### Extrait de texte

L'affaire est survenue le 5 avril dernier, de 8 h à 16 h, à l'hôpital de Sainte-Anne-des-Monts, en Gaspésie. Le petit établissement de santé compte 29 lits. La pharmacie de l'hôpital dessert également un CHSLD de 76 places.

Ce jour-là, la seule pharmacienne de l'hôpital a dû s'absenter pour invalidité. Comme le second pharmacien de l'hôpital a quitté son emploi en mars, c'est un assistant technique qui ne possède pas de diplôme universitaire en pharmacie qui a dû assurer le service durant son absence.

«C'est inconcevable», a déploré Diane Lamarre, présidente de l'Ordre des pharmaciens du Québec, dont la mission est d'assurer la protection du public. «C'est comme si un hôpital fonctionnait sans médecin. C'est exactement la même chose.»

Selon Mme Lamarre, il s'agit d'un précédent. Cette situation ne s'est jamais produite au Québec. «Dans une décision rendue dans les années 2000, le Conseil des services essentiels a décrété que le pharmacien d'hôpital était un service essentiel pour la population, a précisé Mme Lamarre. Il ne faut plus jamais que ça arrive. Il faudrait toujours qu'il y ait un plan de relève dans ce genre de situation.»

Les dirigeants de l'APES, le syndicat qui représente les pharmaciens en milieu hospitalier, affirment que cette situation aurait pu compromettre la santé des patients.

«Si quelqu'un se rend à la pharmacie de quartier et qu'il n'y a pas de pharmacien présent, il ne pourra pas avoir de médicaments. Dans un hôpital, on le ferait alors que les situations sont plus complexes et plus compliquées?», s'interroge Charles Fortier, président de l'APES. «Un technicien est capable de lire une ordonnance, mais il n'est pas capable de l'interpréter, explique-t-il. Il ne comprend pas les indications. Il ne sait pas comment l'ajuster en fonction de l'âge ou du poids, ou de la fonction rénale ou hépatique.»

######
### Jeu de données

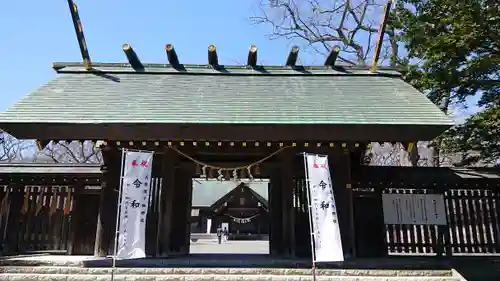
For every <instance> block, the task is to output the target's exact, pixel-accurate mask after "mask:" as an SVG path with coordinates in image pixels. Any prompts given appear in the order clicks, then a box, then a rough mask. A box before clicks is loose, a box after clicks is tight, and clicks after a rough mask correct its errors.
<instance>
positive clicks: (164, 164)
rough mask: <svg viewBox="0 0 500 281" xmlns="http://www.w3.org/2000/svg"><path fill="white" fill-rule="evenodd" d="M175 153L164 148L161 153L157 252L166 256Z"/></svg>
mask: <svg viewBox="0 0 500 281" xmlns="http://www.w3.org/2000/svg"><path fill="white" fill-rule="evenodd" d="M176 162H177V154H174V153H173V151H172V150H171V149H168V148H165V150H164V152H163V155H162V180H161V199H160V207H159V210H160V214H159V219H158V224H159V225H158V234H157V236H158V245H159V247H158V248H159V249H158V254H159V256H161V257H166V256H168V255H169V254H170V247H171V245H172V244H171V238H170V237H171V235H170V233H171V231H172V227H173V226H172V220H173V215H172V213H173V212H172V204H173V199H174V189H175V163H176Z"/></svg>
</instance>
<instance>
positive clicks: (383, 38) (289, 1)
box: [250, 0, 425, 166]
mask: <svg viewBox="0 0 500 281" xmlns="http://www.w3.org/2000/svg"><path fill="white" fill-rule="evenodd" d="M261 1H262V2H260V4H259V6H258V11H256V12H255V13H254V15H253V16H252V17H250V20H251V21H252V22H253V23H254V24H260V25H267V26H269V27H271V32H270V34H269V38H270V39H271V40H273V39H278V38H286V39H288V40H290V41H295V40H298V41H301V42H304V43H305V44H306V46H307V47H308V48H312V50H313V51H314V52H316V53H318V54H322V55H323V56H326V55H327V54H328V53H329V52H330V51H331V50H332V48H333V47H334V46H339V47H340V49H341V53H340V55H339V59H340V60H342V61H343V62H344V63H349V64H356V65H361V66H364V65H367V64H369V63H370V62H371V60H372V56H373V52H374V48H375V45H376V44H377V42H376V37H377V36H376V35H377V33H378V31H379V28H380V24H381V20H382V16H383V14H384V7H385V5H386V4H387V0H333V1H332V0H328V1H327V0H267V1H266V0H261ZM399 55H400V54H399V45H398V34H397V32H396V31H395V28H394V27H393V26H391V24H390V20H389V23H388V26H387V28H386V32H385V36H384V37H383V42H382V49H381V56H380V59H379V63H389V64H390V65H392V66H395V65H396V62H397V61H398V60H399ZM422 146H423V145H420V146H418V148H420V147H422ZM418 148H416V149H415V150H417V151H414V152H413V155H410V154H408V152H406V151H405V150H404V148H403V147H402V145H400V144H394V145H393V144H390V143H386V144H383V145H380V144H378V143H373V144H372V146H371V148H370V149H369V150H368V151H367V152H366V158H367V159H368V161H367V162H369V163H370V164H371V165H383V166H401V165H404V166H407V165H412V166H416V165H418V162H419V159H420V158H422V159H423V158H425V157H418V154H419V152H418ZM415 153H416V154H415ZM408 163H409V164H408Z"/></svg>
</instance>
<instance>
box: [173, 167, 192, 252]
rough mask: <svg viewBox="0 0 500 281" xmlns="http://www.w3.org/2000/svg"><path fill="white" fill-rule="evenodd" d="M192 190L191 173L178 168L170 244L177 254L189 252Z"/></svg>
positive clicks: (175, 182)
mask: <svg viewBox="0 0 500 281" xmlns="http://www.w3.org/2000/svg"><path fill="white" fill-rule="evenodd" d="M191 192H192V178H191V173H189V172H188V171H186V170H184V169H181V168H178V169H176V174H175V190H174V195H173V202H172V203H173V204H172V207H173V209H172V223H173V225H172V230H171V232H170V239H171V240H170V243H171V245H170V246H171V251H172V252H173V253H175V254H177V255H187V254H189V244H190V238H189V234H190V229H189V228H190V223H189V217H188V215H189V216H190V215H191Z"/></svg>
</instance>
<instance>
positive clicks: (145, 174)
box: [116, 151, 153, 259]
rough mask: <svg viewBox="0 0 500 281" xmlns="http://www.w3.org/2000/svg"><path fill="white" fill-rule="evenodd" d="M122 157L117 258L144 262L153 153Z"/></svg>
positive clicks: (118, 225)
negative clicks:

######

Questions à traiter:
1. Selon l'extrait, combien de lits compte l'hôpital de Sainte-Anne-des-Monts ?
2. D'après l'extrait, pourquoi est-ce un assistant technique qui a dû assurer le service de la pharmacie le 5 avril ?
3. Recopiez fidèlement le passage de l'extrait qui commence par « Les dirigeants de » et se poursuit jusqu'à « santé des patients. ».

Réponses par question:
1. Il compte 29 lits.

2. La seule pharmacienne de l'hôpital a dû s'absenter pour invalidité ce jour-là. Le second pharmacien avait quitté son emploi en mars, si bien qu'aucun autre pharmacien n'était là pour la remplacer.

3.
Les dirigeants de l'APES, le syndicat qui représente les pharmaciens en milieu hospitalier, affirment que cette situation aurait pu compromettre la santé des patients.